-- Work to be completed --
Copy the material below, replacing every instance of "sample" with "example" and leaving everything else unchanged.

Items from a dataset
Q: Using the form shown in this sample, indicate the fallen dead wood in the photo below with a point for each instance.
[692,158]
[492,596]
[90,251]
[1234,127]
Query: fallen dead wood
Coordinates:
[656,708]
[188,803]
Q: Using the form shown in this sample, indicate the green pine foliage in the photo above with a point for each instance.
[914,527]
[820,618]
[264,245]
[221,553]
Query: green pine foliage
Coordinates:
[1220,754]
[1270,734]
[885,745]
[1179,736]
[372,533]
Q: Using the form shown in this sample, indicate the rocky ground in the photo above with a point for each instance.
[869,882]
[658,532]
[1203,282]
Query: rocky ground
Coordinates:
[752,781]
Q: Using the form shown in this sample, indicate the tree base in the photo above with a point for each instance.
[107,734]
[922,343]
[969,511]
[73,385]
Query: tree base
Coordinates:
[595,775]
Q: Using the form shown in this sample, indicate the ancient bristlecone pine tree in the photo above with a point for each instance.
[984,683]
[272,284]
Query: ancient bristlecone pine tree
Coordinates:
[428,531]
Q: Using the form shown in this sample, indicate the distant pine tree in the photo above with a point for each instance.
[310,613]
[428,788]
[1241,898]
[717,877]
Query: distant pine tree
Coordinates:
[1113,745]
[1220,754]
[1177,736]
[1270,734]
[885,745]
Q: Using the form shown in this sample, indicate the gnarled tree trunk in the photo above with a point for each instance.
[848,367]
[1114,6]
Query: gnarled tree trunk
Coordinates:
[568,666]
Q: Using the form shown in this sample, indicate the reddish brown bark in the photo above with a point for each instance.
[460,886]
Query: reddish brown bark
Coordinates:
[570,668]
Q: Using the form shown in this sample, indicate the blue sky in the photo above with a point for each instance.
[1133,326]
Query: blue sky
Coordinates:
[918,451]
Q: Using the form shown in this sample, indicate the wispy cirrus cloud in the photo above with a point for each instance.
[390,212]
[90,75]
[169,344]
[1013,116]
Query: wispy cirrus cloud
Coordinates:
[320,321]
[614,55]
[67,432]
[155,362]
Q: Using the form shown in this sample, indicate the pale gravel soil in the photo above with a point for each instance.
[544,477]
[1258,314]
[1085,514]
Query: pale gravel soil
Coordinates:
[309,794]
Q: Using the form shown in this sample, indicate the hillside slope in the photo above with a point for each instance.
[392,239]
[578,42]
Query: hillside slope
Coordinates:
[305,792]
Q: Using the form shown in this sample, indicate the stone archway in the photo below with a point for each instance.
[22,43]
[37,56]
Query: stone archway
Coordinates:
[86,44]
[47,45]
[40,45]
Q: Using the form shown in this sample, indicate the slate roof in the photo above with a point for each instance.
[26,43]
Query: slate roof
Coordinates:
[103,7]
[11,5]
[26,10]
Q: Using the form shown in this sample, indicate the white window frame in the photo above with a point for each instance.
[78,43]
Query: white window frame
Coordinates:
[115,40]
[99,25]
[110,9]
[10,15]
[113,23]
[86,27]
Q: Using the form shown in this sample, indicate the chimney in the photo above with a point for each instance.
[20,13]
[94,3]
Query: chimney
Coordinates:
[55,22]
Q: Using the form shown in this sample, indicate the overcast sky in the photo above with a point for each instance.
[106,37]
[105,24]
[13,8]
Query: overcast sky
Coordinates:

-- Solution for this problem --
Q: Using the form shown in this example, indicate the fallen dead wood in the photo below with a point for each instance.
[692,158]
[492,596]
[90,251]
[1234,127]
Query: fallen dead wood
Coordinates:
[656,708]
[188,803]
Q: Using the form shown in this example, indicate the green pine foliage in the photo above with a point for each instance.
[914,527]
[820,618]
[264,245]
[221,553]
Query: green pine foliage
Coordinates:
[1220,754]
[1270,734]
[885,745]
[1179,736]
[372,533]
Q: Using the form shown in this example, indicate the rocky ground in the photo above with a point for each instance.
[869,882]
[658,532]
[1203,282]
Query: rocky ground
Coordinates:
[752,781]
Q: Using the form shown in this example, indicate the tree base in the photo above with a point for each instance.
[107,734]
[922,343]
[969,511]
[73,385]
Query: tree base
Coordinates:
[595,775]
Q: Using the form shown in this example, indicate the ancient bristlecone pine tree in the photo above with a point for each instance.
[984,683]
[272,284]
Query: ancient bristlecone pine tree
Coordinates:
[428,531]
Q: Using the form shown in this example, indicate the distant pine tree in the photo above with a point for each instance.
[310,613]
[428,788]
[1241,898]
[717,877]
Query: distant pine tree
Coordinates:
[1113,745]
[1220,754]
[1177,736]
[1270,734]
[885,745]
Q: Using the form shown in this example, indicate the gnarled tree trunk in the photo above with a point for each instance.
[848,367]
[1114,6]
Query: gnarled tree trunk
Coordinates:
[568,666]
Q: Using the form shown in this example, indicate the reddish brown bark in the photo above with a point for each instance.
[460,886]
Query: reddish brown bark
Coordinates:
[570,668]
Q: Using the form shown in this example, indicate the blue sky in the photo above with a point for each instance.
[1133,326]
Query: blue sky
Coordinates:
[918,451]
Q: Using the form shown in this example, indicate the wispy cirrus cloud in the photo above with a point for each instance.
[390,212]
[90,75]
[169,344]
[1013,116]
Query: wispy cirrus cloud
Coordinates:
[320,321]
[614,55]
[67,432]
[155,362]
Q: Using the form shown in this example, indicate the pale gravel soil in the photo above with a point for each instance.
[544,477]
[1258,314]
[1085,514]
Query: pale gravel soil
Coordinates:
[309,794]
Q: Using the form shown in this example, indicate the hillside slope in the photo above with a point for each instance.
[392,239]
[578,42]
Query: hillside slope
Coordinates:
[305,792]
Q: Using the form shown in this example, indicate the stone archway in the photo below with a point for each instance.
[22,43]
[37,56]
Query: stone archway
Coordinates:
[86,44]
[47,45]
[40,45]
Q: Using the form shown in this example, indicate the slate roof in the photo above with a point for each instance.
[26,43]
Query: slate roof
Coordinates:
[103,7]
[11,5]
[26,10]
Q: Using the form shown in this example, indicate the white window frame in the photo above with a point for each instance.
[78,43]
Query: white window frame
Coordinates:
[115,40]
[99,25]
[110,9]
[10,15]
[113,23]
[86,27]
Q: Using the form shown in this example, indicate the chimney in the photo above with a point for each instance.
[20,13]
[94,3]
Query: chimney
Coordinates:
[55,22]
Q: Using the form shown in this example, indicate the overcast sky in the photo above with a point for each instance.
[106,37]
[105,24]
[13,8]
Query: overcast sky
Coordinates:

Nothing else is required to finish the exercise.